Point-based annotation data:
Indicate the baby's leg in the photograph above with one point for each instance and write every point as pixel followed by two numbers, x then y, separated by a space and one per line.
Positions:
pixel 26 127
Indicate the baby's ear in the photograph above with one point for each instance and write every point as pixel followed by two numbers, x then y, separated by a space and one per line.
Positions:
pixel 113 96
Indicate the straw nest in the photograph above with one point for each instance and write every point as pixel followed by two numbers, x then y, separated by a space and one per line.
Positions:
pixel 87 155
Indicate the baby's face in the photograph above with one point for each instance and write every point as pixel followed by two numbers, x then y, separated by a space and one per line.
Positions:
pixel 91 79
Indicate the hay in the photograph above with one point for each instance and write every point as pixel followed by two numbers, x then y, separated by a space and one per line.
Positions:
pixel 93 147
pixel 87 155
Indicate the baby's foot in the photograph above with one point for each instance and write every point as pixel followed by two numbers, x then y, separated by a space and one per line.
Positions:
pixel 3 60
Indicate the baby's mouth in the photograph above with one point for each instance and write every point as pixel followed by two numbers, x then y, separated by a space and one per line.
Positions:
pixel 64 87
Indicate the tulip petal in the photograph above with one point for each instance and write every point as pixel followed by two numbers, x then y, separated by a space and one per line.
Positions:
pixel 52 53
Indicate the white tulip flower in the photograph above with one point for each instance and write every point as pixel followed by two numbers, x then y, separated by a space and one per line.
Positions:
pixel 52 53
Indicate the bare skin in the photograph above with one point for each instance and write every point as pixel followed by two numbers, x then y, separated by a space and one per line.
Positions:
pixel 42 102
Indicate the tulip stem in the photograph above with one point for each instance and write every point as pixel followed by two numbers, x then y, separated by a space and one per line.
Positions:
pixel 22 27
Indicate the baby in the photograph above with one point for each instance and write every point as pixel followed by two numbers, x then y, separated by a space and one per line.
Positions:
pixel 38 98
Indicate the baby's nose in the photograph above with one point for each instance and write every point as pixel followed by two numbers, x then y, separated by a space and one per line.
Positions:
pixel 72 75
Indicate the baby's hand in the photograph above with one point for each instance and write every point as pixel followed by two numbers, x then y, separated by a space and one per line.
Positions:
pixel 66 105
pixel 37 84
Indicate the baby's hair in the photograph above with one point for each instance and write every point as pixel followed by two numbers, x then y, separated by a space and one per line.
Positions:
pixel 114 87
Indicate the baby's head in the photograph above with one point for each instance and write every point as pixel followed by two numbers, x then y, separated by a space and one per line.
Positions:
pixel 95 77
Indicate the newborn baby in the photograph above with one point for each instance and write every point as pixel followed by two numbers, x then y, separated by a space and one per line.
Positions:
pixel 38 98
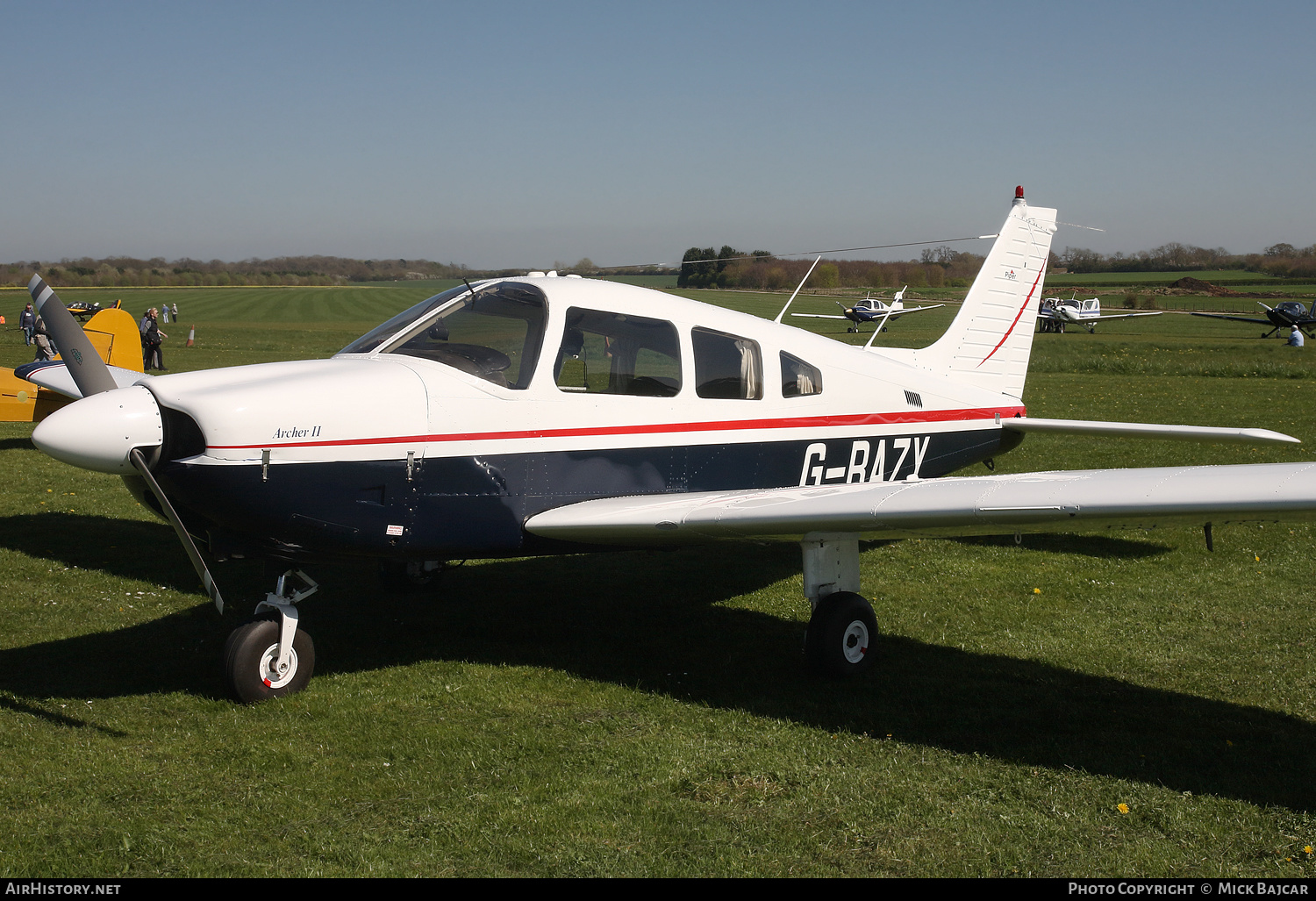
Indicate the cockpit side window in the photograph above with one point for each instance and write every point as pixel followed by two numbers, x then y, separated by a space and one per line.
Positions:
pixel 726 366
pixel 799 379
pixel 607 353
pixel 494 333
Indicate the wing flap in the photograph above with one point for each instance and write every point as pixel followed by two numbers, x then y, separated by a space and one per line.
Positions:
pixel 1026 424
pixel 974 505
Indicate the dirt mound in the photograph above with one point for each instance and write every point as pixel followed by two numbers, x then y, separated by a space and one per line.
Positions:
pixel 1199 287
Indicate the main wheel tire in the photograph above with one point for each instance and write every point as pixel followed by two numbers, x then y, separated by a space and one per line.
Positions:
pixel 841 635
pixel 249 658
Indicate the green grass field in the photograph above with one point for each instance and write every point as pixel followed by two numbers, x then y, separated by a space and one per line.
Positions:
pixel 649 713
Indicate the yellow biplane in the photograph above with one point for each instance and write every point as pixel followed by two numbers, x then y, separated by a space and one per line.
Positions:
pixel 112 332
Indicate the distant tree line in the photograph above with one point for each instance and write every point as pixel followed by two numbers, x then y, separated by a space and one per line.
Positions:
pixel 758 270
pixel 131 273
pixel 1281 260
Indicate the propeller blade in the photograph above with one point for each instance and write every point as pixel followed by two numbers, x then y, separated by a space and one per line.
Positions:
pixel 84 365
pixel 189 545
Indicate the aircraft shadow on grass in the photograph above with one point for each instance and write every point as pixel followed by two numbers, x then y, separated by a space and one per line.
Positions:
pixel 674 632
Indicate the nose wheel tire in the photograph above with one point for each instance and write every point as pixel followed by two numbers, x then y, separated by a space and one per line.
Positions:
pixel 841 635
pixel 252 656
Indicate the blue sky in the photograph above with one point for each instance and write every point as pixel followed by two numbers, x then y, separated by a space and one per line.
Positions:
pixel 524 133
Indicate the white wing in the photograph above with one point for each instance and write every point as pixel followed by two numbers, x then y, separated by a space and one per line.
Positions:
pixel 973 505
pixel 912 310
pixel 1118 316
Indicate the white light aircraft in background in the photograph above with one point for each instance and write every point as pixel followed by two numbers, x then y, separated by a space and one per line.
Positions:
pixel 1055 313
pixel 871 311
pixel 541 415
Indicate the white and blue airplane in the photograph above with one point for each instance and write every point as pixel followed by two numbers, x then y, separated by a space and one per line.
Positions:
pixel 544 415
pixel 871 311
pixel 1055 313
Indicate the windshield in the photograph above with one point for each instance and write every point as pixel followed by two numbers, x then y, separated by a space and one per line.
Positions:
pixel 494 333
pixel 381 333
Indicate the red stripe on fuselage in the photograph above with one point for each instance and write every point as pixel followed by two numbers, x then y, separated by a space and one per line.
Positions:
pixel 1016 318
pixel 666 428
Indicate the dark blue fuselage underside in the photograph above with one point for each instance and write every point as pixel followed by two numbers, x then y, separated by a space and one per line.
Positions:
pixel 473 506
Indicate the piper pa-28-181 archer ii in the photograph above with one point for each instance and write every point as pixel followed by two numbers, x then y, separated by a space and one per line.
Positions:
pixel 545 415
pixel 1055 313
pixel 871 311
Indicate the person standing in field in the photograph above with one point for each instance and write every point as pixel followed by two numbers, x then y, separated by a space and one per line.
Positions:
pixel 45 349
pixel 28 323
pixel 153 357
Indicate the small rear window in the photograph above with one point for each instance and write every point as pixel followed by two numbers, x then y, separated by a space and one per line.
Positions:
pixel 799 379
pixel 726 366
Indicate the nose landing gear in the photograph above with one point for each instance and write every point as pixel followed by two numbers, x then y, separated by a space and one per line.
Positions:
pixel 270 656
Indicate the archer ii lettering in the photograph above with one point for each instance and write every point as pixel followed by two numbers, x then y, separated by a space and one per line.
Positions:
pixel 308 432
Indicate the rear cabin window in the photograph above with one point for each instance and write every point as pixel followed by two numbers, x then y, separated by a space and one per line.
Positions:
pixel 494 333
pixel 799 379
pixel 726 366
pixel 607 353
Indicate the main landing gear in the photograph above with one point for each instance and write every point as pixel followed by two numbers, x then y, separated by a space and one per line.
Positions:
pixel 270 656
pixel 842 630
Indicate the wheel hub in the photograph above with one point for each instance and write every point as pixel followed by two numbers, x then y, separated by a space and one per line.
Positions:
pixel 855 640
pixel 270 672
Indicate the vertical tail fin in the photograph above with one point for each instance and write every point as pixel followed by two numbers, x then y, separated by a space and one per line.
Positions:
pixel 991 337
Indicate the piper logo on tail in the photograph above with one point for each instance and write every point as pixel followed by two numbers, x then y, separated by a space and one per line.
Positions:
pixel 865 463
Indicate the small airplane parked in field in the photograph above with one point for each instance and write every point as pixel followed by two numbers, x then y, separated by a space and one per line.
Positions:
pixel 1055 313
pixel 545 415
pixel 113 336
pixel 871 311
pixel 82 310
pixel 1286 315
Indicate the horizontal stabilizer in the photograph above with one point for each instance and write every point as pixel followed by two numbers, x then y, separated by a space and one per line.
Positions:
pixel 55 376
pixel 1148 431
pixel 968 505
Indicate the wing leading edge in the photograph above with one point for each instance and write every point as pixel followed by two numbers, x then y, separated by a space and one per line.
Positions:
pixel 970 505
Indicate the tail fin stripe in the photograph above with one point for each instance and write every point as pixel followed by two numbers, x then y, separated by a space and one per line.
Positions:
pixel 1023 307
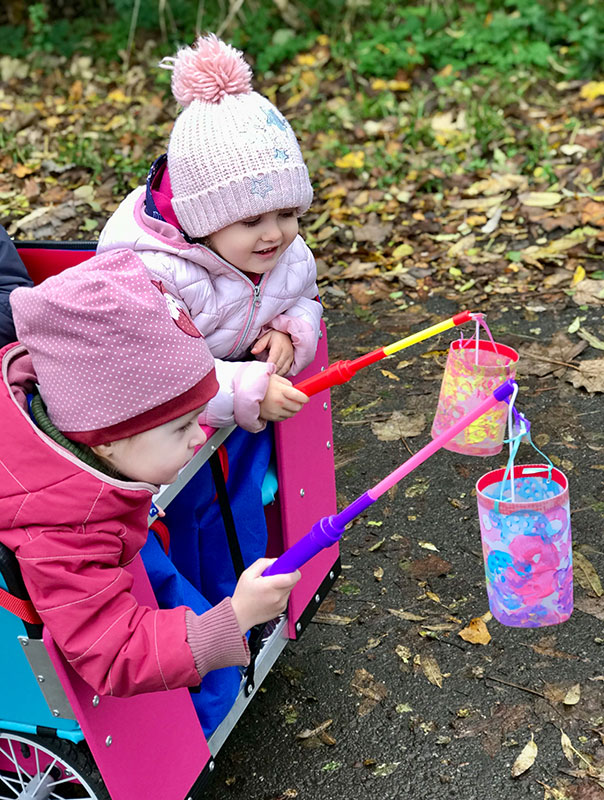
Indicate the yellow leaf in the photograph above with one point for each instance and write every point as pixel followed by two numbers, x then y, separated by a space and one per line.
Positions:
pixel 572 697
pixel 592 90
pixel 306 59
pixel 402 250
pixel 117 96
pixel 379 85
pixel 476 632
pixel 579 275
pixel 567 747
pixel 431 670
pixel 387 374
pixel 540 199
pixel 52 122
pixel 525 759
pixel 354 160
pixel 399 86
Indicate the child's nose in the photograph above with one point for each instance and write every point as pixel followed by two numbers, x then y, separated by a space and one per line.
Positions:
pixel 271 231
pixel 199 438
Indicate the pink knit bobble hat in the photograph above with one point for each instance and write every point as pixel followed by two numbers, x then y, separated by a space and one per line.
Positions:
pixel 115 354
pixel 231 155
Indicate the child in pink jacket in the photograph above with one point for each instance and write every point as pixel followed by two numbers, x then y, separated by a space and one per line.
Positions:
pixel 123 375
pixel 217 224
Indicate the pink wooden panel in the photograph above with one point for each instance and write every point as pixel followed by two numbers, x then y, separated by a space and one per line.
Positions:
pixel 157 746
pixel 307 488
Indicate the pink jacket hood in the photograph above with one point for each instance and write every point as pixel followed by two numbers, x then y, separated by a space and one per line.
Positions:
pixel 225 305
pixel 73 530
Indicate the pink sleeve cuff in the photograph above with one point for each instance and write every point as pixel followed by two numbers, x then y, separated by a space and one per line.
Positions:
pixel 304 339
pixel 249 388
pixel 215 639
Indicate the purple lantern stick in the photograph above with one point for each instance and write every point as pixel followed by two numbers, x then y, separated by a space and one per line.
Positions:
pixel 328 530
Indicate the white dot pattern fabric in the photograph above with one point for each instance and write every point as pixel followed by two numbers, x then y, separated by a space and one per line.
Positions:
pixel 104 344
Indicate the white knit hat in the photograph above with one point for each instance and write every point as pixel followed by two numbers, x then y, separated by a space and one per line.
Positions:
pixel 232 155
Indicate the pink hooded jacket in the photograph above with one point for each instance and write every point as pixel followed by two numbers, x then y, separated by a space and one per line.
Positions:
pixel 225 305
pixel 73 530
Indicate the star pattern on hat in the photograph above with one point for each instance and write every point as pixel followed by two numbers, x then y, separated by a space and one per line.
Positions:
pixel 272 118
pixel 261 186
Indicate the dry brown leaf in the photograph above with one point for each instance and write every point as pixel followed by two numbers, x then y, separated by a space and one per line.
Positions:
pixel 586 574
pixel 332 619
pixel 589 293
pixel 431 670
pixel 476 632
pixel 589 376
pixel 572 697
pixel 406 615
pixel 526 758
pixel 307 732
pixel 567 748
pixel 399 426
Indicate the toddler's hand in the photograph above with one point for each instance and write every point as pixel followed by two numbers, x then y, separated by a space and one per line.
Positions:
pixel 280 350
pixel 257 599
pixel 281 400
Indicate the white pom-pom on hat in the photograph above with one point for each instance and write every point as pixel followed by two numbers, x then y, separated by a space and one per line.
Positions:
pixel 208 71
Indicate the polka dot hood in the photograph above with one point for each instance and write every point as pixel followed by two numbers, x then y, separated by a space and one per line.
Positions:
pixel 114 352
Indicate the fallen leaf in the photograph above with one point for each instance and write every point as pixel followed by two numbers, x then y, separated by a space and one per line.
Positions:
pixel 526 758
pixel 589 293
pixel 476 632
pixel 353 160
pixel 407 615
pixel 589 376
pixel 403 653
pixel 307 732
pixel 431 670
pixel 331 619
pixel 572 697
pixel 586 575
pixel 429 567
pixel 540 199
pixel 567 748
pixel 400 426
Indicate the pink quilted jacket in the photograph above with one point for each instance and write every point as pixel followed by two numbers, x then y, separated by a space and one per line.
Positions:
pixel 230 311
pixel 73 530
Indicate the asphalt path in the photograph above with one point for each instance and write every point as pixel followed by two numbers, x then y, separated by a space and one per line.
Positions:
pixel 383 729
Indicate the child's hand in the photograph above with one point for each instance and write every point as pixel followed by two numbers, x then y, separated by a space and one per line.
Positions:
pixel 280 350
pixel 281 400
pixel 257 599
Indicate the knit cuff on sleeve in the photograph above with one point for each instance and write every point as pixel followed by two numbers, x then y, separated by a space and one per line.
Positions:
pixel 215 639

[Stated problem]
Can you update the lines from the line with "Indicate the dirt" to the line with "pixel 1199 287" by putting "earth mound" in place of "dirt mound" and leaving everything else unchanged?

[Result]
Indicate the earth mound in the photograph above with one point for each instance and write every point as pixel followed by two numbers, x then y, separated by a space and one per line.
Positions:
pixel 1199 287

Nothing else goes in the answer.